After dropping the pictures, give again exactly the lines of the data from its first line through the line with "Locate every instance of the yellow safety", which is included as well.

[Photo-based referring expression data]
- - - - - - -

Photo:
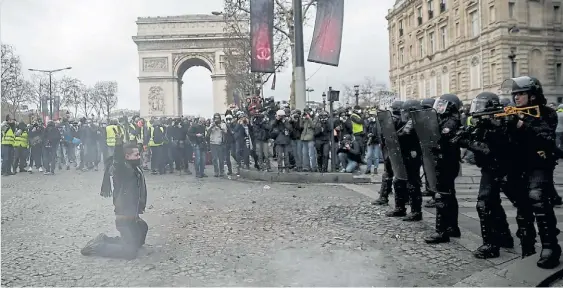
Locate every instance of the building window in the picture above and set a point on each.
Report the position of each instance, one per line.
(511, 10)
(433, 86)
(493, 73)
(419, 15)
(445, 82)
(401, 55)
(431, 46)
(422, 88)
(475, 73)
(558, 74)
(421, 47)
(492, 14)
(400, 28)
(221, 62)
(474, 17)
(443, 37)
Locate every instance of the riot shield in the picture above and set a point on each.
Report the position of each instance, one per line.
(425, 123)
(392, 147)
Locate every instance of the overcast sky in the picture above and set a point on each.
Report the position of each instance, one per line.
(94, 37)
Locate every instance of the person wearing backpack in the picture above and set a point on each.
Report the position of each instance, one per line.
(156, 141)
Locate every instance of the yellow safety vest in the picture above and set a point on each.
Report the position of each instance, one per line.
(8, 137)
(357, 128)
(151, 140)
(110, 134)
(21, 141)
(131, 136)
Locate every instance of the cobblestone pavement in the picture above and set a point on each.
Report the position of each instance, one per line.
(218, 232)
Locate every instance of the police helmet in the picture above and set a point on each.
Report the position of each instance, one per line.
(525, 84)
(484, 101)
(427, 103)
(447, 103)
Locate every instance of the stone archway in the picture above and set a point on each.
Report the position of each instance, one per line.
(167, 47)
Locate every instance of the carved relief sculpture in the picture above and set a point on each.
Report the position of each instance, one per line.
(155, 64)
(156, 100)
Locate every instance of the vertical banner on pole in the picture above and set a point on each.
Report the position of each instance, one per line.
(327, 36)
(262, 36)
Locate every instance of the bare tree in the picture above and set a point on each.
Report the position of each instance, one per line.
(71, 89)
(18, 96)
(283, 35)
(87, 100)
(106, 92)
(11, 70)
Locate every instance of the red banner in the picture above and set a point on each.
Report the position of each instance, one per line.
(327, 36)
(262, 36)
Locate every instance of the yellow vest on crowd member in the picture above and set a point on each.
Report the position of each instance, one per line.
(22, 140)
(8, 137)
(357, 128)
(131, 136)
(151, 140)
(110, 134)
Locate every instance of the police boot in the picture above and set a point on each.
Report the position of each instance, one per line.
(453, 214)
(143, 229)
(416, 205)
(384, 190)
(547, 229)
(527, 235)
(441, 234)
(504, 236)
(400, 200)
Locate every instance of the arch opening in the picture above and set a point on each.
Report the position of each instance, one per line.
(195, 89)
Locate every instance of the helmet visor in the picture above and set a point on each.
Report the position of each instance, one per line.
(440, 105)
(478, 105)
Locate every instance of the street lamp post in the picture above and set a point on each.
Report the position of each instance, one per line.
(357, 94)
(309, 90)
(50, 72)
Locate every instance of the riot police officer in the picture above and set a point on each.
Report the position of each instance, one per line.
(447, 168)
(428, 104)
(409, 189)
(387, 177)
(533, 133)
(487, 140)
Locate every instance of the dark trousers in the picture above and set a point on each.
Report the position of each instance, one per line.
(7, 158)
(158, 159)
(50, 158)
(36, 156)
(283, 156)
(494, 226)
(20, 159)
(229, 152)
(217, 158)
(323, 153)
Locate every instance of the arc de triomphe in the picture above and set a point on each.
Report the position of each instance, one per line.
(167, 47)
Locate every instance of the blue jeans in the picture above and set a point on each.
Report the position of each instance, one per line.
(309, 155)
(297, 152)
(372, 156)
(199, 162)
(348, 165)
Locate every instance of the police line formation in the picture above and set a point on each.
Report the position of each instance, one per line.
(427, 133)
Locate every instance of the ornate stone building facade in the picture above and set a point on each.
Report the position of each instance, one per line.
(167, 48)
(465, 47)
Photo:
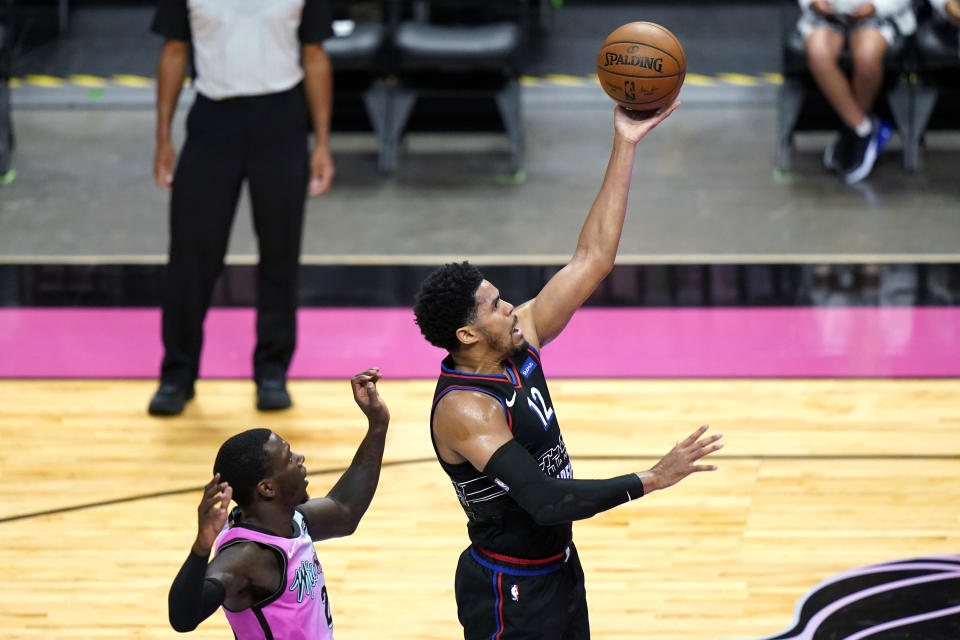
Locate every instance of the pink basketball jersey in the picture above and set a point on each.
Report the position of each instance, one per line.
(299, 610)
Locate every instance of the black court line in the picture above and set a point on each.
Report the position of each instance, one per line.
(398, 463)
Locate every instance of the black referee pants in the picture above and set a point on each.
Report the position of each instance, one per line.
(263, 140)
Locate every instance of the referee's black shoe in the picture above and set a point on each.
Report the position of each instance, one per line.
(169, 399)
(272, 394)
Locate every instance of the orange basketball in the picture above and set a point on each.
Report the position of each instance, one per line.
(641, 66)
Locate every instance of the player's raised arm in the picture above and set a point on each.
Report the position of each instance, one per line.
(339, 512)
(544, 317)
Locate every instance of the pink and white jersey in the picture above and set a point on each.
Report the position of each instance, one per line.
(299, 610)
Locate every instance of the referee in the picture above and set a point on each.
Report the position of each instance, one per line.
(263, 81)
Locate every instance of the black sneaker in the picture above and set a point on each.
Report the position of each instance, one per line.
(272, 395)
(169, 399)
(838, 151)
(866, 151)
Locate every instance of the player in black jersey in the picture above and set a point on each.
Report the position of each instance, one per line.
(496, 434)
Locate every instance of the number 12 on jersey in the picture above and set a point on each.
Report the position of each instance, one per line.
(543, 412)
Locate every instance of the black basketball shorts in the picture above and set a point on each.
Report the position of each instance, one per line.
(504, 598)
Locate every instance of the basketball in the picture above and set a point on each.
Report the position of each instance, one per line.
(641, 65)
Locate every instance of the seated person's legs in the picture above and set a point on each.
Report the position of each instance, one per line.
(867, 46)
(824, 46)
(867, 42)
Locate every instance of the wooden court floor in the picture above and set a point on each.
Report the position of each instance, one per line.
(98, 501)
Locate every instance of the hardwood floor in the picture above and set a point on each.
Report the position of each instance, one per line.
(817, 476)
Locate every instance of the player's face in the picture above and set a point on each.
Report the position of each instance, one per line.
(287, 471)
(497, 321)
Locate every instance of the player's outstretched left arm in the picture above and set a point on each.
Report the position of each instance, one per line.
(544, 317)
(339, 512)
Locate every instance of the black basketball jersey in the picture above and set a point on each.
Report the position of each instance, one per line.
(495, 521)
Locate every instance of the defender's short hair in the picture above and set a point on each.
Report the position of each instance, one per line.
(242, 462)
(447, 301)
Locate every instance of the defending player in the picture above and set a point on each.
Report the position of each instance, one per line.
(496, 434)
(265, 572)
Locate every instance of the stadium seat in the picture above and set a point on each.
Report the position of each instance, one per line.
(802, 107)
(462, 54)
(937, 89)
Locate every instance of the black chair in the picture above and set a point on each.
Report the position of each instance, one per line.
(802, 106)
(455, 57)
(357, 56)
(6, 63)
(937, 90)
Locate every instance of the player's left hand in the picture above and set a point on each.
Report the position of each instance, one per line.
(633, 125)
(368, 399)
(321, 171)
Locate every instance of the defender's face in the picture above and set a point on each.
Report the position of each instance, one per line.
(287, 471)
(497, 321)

- - - - - - -

## RESPONSE AREA
Photo:
Locate every instance of the building window in the picture above and set a point on each.
Report the position of each instance, one per line.
(511, 10)
(433, 86)
(493, 73)
(419, 15)
(445, 82)
(401, 55)
(431, 46)
(422, 88)
(475, 73)
(558, 74)
(421, 47)
(492, 14)
(400, 28)
(221, 62)
(474, 17)
(443, 37)
Locate every instance of the riot shield in the picture above and set a point on each.
Report the position of each instance, one per line.
(425, 123)
(392, 147)
Locate every instance of the overcast sky in the picture above and set a point on each.
Report the position of each instance, one per line.
(94, 37)
Locate every instance of the person wearing backpack in the picture above and set a point on each.
Report the position of each instance, one per line.
(156, 141)
Locate every instance of the yellow safety vest in the picture above and set a point on each.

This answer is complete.